### Tus tareas
1. ¿Cómo se traduce al inglés esta oración del texto sobre la violencia en Siria: "Las imágenes que circulan en redes y han sido verificadas por medios internacionales muestran un patrón de horror planificado y meticulosamente exhibido."?
2. Reproduce sin cambios el fragmento del texto sobre la violencia en Siria que va de "Una nueva escalada" a "humanitaria sin precedentes.".
3. ¿Puedes seguir escribiendo el texto sobre la violencia en Siria a partir de su última oración?

### Texto de origen
......

Una nueva escalada de violencia sectaria sacude Siria, con la comunidad druza en el epicentro de una serie de masacres perpetradas por grupos yihadistas en la región de Sweida, al sur del país. Videos de extrema crudeza, grabados por los propios atacantes, documentan ejecuciones sumarias, lanzamientos desde balcones y una sucesión de crímenes que configuran un escenario de limpieza étnico-religiosa con más de mil muertos y una crisis humanitaria sin precedentes.
Las imágenes que circulan en redes y han sido verificadas por medios internacionales muestran un patrón de horror planificado y meticulosamente exhibido. En una de las grabaciones más perturbadoras, tres integrantes de una familia druza son arrinconados en un balcón. “Un minuto. ¿Quieres grabarlos?”, pregunta uno de los agresores a su camarada, justo antes de empujar a las víctimas al vacío. Los cuerpos caen uno tras otro, mientras se escuchan gritos y exclamaciones de “¡Dios es grande!” que se mezclan con los disparos.

......

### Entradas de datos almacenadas
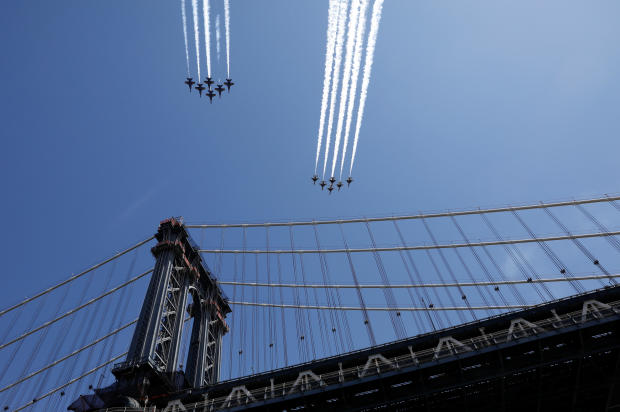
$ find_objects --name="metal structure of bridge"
[0,195,620,412]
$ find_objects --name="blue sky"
[0,0,620,408]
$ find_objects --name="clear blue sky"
[0,0,620,408]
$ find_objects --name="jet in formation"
[207,89,215,103]
[312,174,353,194]
[196,83,205,97]
[183,77,235,103]
[184,77,196,93]
[215,84,224,97]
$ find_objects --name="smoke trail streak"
[349,0,383,175]
[192,0,201,83]
[323,0,349,179]
[340,0,369,180]
[224,0,230,79]
[215,13,221,63]
[331,0,360,176]
[181,0,190,77]
[314,0,341,175]
[202,0,211,77]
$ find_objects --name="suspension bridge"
[0,195,620,412]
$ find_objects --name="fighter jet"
[207,90,215,103]
[224,79,234,93]
[183,77,196,93]
[196,83,205,97]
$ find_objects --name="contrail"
[331,0,360,176]
[215,13,221,62]
[340,0,369,180]
[224,0,230,79]
[349,0,383,175]
[314,0,341,175]
[202,0,211,77]
[323,0,349,179]
[192,0,201,83]
[181,0,190,77]
[314,0,341,175]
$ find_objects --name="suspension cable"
[0,319,138,393]
[0,236,155,317]
[185,196,620,229]
[13,352,128,412]
[392,220,450,329]
[0,269,153,350]
[218,274,620,286]
[198,231,620,254]
[228,301,536,312]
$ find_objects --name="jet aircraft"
[183,77,196,93]
[196,83,205,97]
[224,79,234,93]
[207,90,215,103]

......

### Respuestas del ejercicio
1. The images circulating on social media, which have been verified by international media outlets, show a pattern of planned and meticulously displayed horror.

2.
Una nueva escalada de violencia sectaria sacude Siria, con la comunidad druza en el epicentro de una serie de masacres perpetradas por grupos yihadistas en la región de Sweida, al sur del país. Videos de extrema crudeza, grabados por los propios atacantes, documentan ejecuciones sumarias, lanzamientos desde balcones y una sucesión de crímenes que configuran un escenario de limpieza étnico-religiosa con más de mil muertos y una crisis humanitaria sin precedentes.

3.
Otra secuencia, tomada en la plaza de Tishreen, presenta a ocho hombres drusos, desarmados y de rodillas, alineados en fila sobre el polvo. Allí mismo, frente a la cámara, al menos doce civiles son ejecutados a sangre fría por hombres con uniforme militar, en lo que parece ser una demostración de fuerza destinada a infundir terror y someter a la población local.
La comunidad druza, una minoría religiosa históricamente perseguida, enfrenta nuevamente el riesgo de exterminio. Las escenas, lejos de tratarse de hechos aislados, reflejan un patrón de violencia sistemática con tintes genocidas, mientras organismos internacionales y potencias regionales aún no logran frenar la barbarie.
La indiferencia global ante estas masacres plantea interrogantes morales y geopolíticos. El silencio diplomático, en contraste con la crudeza de las imágenes, convierte a los testigos del mundo en cómplices pasivos de una tragedia anunciada. Mientras tanto, las víctimas caen, una tras otra, sin que nadie detenga a los verdugos.